- [WORK TO DO]: Rewrite every line, starting at the one that contains "query: ceiling" and ending at the last line of the rows. Scale each bounding-box coordinate by 1.5 and round it to a whole number, with halves rounded up, and keep all other text the same.

-------- DATA SUPPLIED

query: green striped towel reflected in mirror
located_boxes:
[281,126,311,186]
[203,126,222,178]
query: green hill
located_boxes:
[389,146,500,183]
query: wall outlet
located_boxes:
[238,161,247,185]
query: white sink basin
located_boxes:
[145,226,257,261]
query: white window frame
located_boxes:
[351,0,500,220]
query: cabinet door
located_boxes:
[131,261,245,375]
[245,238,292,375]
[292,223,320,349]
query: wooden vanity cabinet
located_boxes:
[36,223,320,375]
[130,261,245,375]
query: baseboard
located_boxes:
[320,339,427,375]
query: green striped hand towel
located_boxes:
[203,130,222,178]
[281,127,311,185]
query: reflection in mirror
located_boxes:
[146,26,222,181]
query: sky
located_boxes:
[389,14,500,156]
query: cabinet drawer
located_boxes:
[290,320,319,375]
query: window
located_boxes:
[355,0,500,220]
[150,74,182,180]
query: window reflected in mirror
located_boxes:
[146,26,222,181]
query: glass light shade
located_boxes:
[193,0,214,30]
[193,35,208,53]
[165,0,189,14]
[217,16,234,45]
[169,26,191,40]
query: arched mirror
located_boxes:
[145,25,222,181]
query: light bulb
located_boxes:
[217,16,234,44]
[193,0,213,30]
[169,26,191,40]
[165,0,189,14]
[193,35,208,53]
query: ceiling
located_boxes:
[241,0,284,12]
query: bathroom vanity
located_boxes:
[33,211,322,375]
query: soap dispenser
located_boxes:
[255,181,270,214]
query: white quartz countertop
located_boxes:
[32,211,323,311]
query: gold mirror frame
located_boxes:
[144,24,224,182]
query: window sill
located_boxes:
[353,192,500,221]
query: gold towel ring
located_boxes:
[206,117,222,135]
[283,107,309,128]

----------------

- [RESPONSE FOR THIS EXERCISE]:
query: ceiling
located_boxes:
[362,0,426,18]
query: bathroom vanity
located_boxes:
[50,317,483,563]
query: soap dispenser
located_boxes:
[383,272,405,321]
query: white quartz countertop
located_boxes:
[48,317,485,467]
query: gold mirror frame
located_boxes:
[216,36,336,273]
query: window sill
located_boxes:
[530,288,750,332]
query: gold towel ring
located_boxes:
[309,176,333,203]
[425,161,464,192]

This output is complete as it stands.